• [Exercise details]: Of the lines below, write out exactly those from the line with "Target: arched window" through the line with "Target: domed roof", both included, and skip the rest.

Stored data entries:
##############################

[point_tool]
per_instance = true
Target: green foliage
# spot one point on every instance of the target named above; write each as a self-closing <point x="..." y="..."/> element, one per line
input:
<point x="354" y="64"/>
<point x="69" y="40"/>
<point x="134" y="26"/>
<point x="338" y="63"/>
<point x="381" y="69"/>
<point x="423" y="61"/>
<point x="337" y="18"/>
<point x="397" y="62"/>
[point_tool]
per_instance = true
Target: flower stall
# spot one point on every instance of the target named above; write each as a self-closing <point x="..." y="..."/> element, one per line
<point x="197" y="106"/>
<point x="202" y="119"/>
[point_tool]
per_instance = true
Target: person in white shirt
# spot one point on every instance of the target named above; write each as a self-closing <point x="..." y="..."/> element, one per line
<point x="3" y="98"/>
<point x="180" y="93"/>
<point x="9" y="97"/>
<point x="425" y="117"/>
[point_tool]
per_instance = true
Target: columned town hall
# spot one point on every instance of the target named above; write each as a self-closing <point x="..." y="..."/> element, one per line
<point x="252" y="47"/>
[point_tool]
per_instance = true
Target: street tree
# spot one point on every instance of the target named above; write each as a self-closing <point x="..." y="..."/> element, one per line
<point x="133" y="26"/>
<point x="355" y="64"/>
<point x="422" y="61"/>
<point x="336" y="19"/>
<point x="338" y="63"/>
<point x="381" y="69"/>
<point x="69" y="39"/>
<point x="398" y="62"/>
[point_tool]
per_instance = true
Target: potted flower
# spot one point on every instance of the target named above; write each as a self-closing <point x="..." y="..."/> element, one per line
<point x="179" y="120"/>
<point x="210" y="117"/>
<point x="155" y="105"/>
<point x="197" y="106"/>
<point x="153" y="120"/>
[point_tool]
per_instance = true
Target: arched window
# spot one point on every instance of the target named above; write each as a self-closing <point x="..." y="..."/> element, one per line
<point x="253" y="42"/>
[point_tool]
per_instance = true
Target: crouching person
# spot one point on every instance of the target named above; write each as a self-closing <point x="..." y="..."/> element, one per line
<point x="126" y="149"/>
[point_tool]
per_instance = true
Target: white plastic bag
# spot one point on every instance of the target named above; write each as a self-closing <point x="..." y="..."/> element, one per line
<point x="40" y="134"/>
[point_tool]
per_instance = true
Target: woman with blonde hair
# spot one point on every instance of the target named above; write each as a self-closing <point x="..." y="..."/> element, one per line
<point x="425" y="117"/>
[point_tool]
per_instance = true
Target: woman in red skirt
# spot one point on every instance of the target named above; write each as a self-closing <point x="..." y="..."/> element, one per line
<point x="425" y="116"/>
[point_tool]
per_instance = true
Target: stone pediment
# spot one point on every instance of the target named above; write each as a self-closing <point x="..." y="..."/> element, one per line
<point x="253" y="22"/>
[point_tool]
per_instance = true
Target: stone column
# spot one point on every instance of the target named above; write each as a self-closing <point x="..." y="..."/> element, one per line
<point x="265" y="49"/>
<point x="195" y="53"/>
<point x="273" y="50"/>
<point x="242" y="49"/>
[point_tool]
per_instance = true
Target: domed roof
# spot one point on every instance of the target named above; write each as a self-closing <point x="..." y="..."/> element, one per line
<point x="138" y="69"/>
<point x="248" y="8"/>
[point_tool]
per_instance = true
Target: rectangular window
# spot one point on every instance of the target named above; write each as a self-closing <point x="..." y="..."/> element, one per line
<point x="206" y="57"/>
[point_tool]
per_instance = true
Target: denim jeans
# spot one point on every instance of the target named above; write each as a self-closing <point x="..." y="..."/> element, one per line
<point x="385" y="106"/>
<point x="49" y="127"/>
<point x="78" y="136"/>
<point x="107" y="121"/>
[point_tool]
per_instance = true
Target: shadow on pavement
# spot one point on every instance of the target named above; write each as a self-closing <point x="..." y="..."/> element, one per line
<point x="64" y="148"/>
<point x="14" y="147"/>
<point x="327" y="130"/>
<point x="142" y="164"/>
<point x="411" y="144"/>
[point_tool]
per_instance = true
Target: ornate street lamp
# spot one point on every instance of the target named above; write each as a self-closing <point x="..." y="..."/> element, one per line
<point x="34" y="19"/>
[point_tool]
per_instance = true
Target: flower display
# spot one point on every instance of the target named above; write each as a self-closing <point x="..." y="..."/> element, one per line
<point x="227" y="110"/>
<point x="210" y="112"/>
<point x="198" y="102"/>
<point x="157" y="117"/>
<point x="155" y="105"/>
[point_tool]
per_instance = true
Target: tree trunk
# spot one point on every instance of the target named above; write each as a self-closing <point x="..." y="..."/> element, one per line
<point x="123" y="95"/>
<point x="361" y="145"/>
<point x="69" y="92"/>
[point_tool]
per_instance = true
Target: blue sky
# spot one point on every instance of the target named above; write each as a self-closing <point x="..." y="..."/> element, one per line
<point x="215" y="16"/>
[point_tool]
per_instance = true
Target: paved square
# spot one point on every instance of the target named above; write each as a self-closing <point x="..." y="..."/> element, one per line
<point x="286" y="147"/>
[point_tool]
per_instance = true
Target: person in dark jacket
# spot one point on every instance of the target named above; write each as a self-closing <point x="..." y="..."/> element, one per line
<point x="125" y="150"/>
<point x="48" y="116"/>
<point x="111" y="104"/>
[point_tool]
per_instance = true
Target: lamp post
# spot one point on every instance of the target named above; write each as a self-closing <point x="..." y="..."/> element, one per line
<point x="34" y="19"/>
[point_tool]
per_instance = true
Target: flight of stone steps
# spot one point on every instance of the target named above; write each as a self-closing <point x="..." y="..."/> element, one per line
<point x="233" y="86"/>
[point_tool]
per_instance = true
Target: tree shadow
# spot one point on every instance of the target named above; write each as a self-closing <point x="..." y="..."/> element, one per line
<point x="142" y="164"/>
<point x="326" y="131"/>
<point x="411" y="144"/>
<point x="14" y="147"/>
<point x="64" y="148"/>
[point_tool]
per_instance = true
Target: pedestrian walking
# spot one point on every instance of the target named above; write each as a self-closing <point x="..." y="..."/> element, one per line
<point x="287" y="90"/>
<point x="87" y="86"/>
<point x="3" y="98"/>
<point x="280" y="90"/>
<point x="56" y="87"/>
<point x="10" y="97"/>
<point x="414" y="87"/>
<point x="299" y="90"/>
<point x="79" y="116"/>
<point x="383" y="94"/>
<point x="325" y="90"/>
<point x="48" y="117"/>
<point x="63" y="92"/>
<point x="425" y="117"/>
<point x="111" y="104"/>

##############################

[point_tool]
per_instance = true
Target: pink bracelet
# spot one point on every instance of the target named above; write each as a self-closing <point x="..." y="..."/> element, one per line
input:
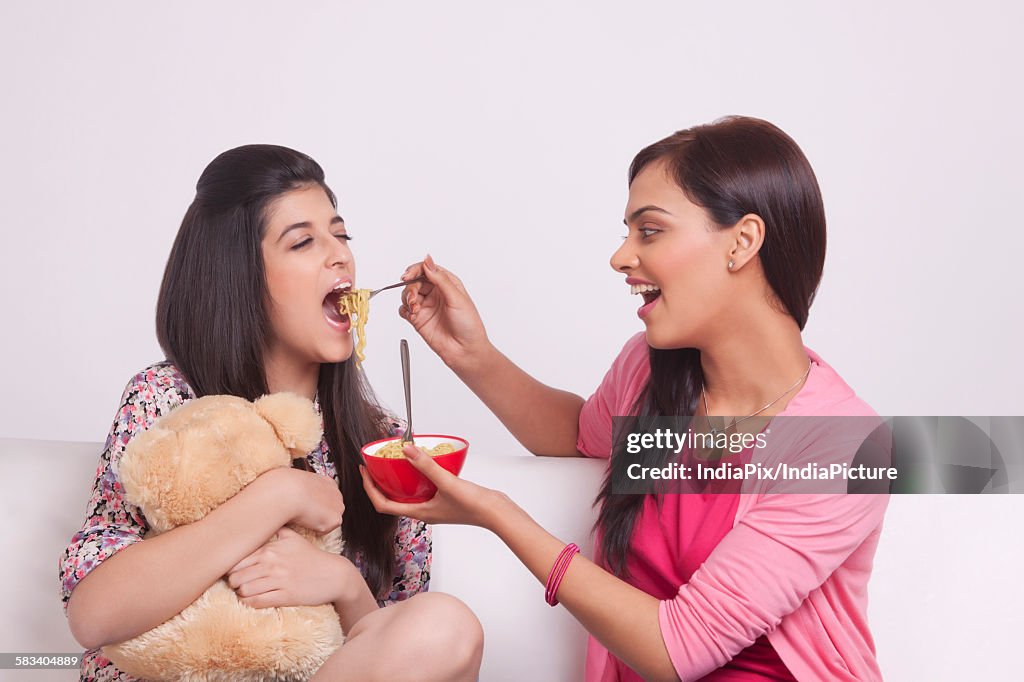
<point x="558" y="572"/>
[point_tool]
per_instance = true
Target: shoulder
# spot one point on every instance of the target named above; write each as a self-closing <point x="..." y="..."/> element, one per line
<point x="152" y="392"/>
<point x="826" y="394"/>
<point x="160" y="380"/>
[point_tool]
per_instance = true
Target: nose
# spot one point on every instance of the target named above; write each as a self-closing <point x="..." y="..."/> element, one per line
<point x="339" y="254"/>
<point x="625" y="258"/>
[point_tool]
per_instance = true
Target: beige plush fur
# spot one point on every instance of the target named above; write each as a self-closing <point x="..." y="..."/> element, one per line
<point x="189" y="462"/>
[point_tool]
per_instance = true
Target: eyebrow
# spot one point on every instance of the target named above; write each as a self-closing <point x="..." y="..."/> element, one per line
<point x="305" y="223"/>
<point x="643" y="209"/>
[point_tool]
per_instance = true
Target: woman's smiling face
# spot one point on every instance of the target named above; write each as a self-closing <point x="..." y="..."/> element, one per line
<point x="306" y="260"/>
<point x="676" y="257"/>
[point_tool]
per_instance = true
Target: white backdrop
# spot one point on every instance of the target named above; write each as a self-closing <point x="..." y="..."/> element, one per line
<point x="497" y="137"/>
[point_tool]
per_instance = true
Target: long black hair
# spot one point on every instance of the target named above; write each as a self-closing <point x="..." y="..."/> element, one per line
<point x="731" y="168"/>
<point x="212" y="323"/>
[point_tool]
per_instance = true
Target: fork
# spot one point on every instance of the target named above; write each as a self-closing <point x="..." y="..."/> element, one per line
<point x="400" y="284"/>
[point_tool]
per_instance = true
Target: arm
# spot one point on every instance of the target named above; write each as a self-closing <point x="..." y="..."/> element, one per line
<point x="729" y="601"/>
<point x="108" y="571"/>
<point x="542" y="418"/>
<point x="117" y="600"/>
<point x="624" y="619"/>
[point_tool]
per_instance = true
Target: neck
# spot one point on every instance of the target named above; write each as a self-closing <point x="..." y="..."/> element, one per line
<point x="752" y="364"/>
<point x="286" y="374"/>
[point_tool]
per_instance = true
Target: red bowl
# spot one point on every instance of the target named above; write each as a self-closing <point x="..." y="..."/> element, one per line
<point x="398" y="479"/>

##############################

• [Written solution]:
Target: arched window
# spot one point on every instance of the target named above; write each as a self-closing <point x="..." y="..."/> element, one per line
<point x="253" y="42"/>
[point_tool]
per_instance = true
Target: crouching person
# spot one point on every instance of the target named above; write each as a self-closing <point x="..." y="..."/> element, one per line
<point x="126" y="149"/>
[point_tool]
per_instance = true
Target: white plastic bag
# spot one point on every instance of the target named above; write each as a self-closing <point x="..." y="..."/> element, one per line
<point x="40" y="134"/>
[point_tool]
per_instance = true
Target: woman with blonde hair
# spot one point on every instance of the target named above; write each as a self-closing <point x="..." y="..."/> element, one per line
<point x="425" y="117"/>
[point_tool]
per_instance = true
Target: woman in red skirt
# spot one point on every instance of the target named above; write each as a self-closing <point x="..." y="..."/> element, one per line
<point x="425" y="116"/>
[point_tool]
per_instance = true
Target: stone pediment
# spot one point on every instance of the target named above; write each as a self-closing <point x="..." y="..."/> element, one per line
<point x="253" y="22"/>
[point_tool]
per_instance = true
Target: stone column
# spot one point on every instance of the target named above; write each as a self-closing <point x="..." y="..."/> element, one per line
<point x="265" y="49"/>
<point x="195" y="53"/>
<point x="273" y="50"/>
<point x="242" y="49"/>
[point_tool]
per_instance = true
Target: domed roof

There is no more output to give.